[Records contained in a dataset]
___

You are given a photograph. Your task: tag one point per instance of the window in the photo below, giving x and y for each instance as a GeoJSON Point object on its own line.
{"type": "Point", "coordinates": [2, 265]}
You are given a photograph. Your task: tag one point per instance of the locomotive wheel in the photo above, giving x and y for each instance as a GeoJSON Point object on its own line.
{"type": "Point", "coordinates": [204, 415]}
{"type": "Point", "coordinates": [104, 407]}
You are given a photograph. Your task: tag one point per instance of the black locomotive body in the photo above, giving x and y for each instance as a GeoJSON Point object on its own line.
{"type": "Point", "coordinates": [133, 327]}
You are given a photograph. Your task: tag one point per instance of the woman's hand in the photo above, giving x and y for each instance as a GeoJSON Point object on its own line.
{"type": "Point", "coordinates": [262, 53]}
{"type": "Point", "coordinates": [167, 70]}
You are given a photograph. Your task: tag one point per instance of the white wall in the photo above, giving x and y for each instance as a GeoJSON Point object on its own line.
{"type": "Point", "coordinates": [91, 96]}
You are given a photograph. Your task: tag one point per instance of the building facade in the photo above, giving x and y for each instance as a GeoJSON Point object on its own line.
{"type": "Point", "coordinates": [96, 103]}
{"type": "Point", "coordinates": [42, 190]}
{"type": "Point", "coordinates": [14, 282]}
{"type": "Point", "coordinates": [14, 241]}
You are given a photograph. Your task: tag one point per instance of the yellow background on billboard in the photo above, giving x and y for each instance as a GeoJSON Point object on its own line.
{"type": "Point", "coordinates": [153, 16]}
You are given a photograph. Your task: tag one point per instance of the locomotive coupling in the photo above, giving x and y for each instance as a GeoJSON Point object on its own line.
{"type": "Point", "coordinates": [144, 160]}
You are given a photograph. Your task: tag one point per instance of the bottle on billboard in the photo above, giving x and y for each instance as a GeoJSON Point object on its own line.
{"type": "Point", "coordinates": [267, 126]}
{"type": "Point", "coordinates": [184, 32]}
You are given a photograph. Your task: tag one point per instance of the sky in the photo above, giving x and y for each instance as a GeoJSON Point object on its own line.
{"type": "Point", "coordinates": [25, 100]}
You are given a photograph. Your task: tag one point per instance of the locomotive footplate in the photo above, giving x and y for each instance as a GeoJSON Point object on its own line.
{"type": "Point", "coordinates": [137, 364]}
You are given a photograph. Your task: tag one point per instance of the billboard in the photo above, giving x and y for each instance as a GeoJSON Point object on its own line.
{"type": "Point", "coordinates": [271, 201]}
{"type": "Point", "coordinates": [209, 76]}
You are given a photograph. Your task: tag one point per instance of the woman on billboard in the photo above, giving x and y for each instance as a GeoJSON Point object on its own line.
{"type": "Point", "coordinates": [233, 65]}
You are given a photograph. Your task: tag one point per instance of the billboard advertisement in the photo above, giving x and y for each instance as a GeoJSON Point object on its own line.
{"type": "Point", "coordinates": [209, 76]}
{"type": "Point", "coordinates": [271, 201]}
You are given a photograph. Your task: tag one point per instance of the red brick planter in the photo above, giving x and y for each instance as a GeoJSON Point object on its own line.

___

# WHAT THIS TASK INVOLVES
Set down all of the entries exactly, please.

# FINISHED TASK
You are given a photograph. Your task: tag one point per instance of the window in the photo below, giving x and y for each instance as a GeoJSON Point object on its own line.
{"type": "Point", "coordinates": [2, 265]}
You are given a photograph. Your task: tag one point per instance of the locomotive wheel in the photo above, giving x and y for each instance as a GeoJSON Point object on its own line.
{"type": "Point", "coordinates": [204, 415]}
{"type": "Point", "coordinates": [104, 407]}
You are given a photograph. Your task: tag one point per instance of the black locomotive body in the photo above, giving x and y for each instance as a GeoJSON Point object on its own line.
{"type": "Point", "coordinates": [133, 327]}
You are given a photograph. Your task: tag one point per instance of the woman's hand in the photo above, giving x and y for each instance as a GeoJSON Point object on its own line.
{"type": "Point", "coordinates": [262, 53]}
{"type": "Point", "coordinates": [167, 70]}
You are given a photograph. Your task: tag one point per instance of the white wall in the photo above, giving x and y for each instance as a GeoJSON Point object on its own line.
{"type": "Point", "coordinates": [91, 96]}
You are given a photograph. Your task: tag one point per instance of the building facade in the photo above, giving x and y for each instance as a GeoJSON Point object on its own line.
{"type": "Point", "coordinates": [96, 103]}
{"type": "Point", "coordinates": [42, 190]}
{"type": "Point", "coordinates": [14, 282]}
{"type": "Point", "coordinates": [14, 241]}
You are given a photograph. Your task: tag one point per instance of the yellow background on billboard in the photo above, giving x and y for each instance as a GeoJSON Point object on its own line.
{"type": "Point", "coordinates": [153, 16]}
You are given a photograph. Your task: tag one point per instance of the locomotive coupling in the photo above, giving x and y for each instance as a GeoJSON Point object on its own line.
{"type": "Point", "coordinates": [144, 160]}
You are given a photograph. Your task: tag one point per instance of the bottle on billboard in the photo above, giving x and y for each instance as a GeoJSON Point object on its own line.
{"type": "Point", "coordinates": [267, 126]}
{"type": "Point", "coordinates": [184, 32]}
You are given a photograph. Your task: tag one point per instance of the sky in the photo above, giving x and y for each instance as a GeoJSON Point object on its own line.
{"type": "Point", "coordinates": [25, 100]}
You are given a photograph. Your task: tag one point per instance of the locomotive footplate in the photo above, giving x and y for each instance as a GeoJSON Point object on its own line.
{"type": "Point", "coordinates": [137, 364]}
You are given a photograph. Your task: tag one point per instance of the billboard in the photo above, giving x and y for each instance as a GeoJSON Point object on its own line.
{"type": "Point", "coordinates": [271, 201]}
{"type": "Point", "coordinates": [209, 76]}
You are given a photograph. Your task: tag one point per instance of the woman on billboard in the photo above, giving x and y for each instance as a GeoJSON Point object on its own line.
{"type": "Point", "coordinates": [233, 65]}
You are given a photograph. Your task: tag one point per instance of the billboard advertisement in the photo above, giving x and y for each instance as a GeoJSON Point object on its own line.
{"type": "Point", "coordinates": [209, 76]}
{"type": "Point", "coordinates": [271, 201]}
You are given a photograph. Your task: tag one point per instance of the red brick planter in the photo above, giving x and y for each instance as a GeoJSON Point object on its own line.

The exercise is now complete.